## YOUR ASSIGNMENT
Only one stretch of the records below should be repeated. It starts with the line containing "Spot the man in" and goes on through the line containing "Spot the red necktie", exactly as written.

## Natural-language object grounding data
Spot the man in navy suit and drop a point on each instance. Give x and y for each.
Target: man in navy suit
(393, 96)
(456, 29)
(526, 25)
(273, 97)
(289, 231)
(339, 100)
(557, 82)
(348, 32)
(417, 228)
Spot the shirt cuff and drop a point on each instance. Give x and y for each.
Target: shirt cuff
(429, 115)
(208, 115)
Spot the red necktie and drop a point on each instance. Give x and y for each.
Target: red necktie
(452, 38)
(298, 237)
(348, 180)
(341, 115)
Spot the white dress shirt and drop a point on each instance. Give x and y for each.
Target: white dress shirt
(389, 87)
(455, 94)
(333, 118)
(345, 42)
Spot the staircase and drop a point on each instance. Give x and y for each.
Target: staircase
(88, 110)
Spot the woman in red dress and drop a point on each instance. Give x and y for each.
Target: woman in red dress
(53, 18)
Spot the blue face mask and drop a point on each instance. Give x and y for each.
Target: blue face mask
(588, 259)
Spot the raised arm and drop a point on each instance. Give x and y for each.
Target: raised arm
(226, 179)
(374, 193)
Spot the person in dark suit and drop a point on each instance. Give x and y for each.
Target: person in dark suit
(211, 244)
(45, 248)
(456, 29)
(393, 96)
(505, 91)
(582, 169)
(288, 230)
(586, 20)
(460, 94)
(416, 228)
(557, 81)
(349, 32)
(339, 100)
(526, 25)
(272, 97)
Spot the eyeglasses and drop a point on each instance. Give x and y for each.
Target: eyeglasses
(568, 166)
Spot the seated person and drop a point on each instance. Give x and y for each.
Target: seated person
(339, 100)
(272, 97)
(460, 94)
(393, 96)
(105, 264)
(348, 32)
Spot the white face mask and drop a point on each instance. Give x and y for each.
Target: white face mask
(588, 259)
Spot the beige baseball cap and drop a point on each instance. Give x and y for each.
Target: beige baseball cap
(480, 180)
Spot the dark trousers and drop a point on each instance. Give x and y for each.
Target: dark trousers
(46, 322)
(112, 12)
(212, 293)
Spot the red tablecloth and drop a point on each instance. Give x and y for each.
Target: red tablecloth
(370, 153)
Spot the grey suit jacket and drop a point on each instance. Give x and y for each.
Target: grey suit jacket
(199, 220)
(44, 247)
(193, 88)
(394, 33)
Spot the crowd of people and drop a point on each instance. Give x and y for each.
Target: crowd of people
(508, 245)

* * *

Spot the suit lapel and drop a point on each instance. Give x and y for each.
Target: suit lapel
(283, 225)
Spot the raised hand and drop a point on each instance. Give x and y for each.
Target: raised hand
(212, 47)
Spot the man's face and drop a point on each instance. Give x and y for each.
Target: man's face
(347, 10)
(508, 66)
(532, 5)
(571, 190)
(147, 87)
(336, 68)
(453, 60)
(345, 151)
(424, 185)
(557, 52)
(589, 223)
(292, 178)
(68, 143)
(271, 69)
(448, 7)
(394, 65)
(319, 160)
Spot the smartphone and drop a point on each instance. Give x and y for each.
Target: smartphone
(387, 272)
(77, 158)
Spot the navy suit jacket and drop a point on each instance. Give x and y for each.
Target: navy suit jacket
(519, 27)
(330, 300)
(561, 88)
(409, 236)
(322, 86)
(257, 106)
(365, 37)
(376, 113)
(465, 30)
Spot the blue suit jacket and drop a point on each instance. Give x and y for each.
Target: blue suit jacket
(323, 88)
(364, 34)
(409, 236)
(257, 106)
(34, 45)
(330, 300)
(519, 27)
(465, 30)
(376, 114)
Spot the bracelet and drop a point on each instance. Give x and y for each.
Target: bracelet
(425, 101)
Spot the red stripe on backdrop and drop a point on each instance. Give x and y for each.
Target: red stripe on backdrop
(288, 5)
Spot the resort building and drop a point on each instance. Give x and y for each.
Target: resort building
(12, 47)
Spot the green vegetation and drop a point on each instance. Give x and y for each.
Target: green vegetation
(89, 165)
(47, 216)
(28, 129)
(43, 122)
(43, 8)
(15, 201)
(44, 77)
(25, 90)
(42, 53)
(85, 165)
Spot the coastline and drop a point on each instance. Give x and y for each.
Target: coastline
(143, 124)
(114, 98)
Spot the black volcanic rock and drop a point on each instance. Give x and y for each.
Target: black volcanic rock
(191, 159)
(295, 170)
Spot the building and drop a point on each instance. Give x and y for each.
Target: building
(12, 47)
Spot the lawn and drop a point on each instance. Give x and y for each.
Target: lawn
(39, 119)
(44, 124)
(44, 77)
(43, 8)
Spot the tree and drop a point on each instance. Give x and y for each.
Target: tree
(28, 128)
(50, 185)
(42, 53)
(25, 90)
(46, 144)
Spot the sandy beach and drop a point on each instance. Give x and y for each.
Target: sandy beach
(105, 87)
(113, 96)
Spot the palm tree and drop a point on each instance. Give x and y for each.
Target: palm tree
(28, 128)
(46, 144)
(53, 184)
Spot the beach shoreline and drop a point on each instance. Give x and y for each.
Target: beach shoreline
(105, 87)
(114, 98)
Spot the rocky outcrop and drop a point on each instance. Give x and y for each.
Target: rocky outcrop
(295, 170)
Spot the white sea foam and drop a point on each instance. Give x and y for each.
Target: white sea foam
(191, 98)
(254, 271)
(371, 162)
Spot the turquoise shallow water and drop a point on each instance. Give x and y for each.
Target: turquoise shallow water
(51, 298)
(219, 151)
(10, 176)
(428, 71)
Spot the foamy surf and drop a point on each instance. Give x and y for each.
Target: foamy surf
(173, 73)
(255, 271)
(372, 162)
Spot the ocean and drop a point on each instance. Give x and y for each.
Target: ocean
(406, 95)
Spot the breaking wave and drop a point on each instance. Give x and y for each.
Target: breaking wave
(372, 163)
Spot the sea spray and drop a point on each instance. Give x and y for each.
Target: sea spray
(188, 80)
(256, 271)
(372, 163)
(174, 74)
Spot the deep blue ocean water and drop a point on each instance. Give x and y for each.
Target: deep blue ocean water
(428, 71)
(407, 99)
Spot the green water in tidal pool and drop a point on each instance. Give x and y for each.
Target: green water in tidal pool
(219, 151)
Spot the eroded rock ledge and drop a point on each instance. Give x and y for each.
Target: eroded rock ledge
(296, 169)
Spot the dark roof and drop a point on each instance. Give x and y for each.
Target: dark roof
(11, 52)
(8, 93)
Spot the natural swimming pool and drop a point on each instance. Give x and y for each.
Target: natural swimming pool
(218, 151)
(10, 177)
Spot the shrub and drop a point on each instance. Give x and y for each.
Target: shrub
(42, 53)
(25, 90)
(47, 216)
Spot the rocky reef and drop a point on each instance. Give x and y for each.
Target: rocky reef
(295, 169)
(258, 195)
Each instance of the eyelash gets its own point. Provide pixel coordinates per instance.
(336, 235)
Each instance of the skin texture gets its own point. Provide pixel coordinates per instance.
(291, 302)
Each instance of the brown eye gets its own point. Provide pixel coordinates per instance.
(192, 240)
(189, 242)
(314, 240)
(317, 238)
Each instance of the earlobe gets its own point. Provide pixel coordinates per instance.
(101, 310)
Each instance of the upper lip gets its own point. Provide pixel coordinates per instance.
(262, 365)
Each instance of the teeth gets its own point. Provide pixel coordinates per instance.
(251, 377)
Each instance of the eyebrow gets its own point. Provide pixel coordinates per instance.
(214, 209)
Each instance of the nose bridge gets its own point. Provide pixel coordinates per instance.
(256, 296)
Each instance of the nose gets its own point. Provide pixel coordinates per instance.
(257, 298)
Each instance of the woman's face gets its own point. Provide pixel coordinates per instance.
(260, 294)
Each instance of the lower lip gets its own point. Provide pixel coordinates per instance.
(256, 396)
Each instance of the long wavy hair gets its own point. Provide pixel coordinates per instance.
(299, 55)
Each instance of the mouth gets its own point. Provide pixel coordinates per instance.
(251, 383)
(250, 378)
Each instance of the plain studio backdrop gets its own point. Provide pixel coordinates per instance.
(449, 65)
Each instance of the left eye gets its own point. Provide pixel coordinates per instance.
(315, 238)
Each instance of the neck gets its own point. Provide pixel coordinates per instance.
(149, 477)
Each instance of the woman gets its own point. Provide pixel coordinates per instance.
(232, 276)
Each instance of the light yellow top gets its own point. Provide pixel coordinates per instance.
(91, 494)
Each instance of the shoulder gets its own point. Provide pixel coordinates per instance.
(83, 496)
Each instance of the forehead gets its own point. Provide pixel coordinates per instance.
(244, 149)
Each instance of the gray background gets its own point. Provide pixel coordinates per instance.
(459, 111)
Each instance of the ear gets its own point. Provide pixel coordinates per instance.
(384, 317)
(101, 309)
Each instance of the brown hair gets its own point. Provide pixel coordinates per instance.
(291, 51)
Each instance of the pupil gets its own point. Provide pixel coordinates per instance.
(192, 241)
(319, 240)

--

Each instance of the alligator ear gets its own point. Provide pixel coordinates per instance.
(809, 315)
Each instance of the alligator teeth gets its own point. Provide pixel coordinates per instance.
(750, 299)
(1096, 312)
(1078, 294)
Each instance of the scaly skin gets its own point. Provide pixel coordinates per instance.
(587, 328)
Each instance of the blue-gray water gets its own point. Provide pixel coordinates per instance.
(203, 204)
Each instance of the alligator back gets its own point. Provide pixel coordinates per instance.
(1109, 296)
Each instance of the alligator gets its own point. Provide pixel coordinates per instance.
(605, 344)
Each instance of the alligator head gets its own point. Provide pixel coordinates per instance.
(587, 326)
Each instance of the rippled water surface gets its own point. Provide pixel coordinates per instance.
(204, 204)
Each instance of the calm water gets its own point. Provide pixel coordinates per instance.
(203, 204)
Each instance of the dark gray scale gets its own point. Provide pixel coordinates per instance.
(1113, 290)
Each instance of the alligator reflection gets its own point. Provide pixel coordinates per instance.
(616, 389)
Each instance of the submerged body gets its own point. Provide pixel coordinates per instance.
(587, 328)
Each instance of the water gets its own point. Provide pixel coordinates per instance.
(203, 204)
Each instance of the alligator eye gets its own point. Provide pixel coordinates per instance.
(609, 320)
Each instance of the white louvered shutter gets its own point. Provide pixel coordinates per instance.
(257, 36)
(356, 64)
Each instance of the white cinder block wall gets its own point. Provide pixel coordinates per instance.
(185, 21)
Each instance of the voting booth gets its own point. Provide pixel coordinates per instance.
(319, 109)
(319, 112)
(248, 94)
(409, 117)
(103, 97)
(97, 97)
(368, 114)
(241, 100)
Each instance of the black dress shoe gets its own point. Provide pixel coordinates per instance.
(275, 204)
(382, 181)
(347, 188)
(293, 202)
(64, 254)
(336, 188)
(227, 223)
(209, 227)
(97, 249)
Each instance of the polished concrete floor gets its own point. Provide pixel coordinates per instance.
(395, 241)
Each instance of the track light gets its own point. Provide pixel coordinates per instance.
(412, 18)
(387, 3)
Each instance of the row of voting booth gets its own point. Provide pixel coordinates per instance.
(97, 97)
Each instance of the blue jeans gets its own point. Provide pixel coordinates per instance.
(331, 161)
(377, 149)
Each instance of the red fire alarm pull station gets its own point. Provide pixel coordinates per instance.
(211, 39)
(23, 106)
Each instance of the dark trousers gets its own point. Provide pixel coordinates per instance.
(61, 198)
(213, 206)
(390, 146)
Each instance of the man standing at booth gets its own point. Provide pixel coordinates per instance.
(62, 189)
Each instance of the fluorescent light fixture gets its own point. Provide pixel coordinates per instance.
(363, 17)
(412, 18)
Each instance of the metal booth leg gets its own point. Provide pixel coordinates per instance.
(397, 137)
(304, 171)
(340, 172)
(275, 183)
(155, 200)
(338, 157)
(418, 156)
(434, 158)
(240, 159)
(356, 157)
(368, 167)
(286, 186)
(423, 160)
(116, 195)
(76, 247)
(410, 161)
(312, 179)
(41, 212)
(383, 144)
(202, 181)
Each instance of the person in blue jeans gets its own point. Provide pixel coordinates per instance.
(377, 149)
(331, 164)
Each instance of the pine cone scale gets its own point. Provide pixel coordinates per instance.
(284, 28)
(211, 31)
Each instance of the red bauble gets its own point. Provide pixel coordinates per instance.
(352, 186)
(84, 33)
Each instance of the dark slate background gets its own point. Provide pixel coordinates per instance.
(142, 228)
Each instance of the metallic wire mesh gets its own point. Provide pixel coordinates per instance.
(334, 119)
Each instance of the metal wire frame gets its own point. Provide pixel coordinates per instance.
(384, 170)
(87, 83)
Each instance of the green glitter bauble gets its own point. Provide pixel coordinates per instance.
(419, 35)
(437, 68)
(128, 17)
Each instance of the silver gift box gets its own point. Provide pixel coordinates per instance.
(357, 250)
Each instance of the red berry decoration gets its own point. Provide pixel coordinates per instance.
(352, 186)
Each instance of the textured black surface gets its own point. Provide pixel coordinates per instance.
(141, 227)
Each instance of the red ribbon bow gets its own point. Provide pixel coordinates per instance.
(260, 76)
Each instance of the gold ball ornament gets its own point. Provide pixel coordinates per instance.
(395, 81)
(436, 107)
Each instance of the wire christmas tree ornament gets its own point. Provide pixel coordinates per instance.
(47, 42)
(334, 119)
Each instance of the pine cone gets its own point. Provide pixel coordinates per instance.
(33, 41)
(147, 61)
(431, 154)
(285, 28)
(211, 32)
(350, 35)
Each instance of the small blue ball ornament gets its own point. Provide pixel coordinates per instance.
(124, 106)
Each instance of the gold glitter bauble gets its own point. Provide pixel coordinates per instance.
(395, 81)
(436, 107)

## RESPONSE FOR THIS EXERCISE
Spot the man in navy suit and drop a point on each instance. Give x and y for each.
Target: man in navy suit
(393, 96)
(456, 29)
(526, 25)
(273, 97)
(289, 231)
(339, 100)
(557, 82)
(348, 32)
(417, 228)
Spot the shirt cuff and drop a point on each instance. Give x and y for each.
Target: shirt cuff
(429, 115)
(208, 115)
Spot the red necktie and drop a point on each instance. Give x and y for each.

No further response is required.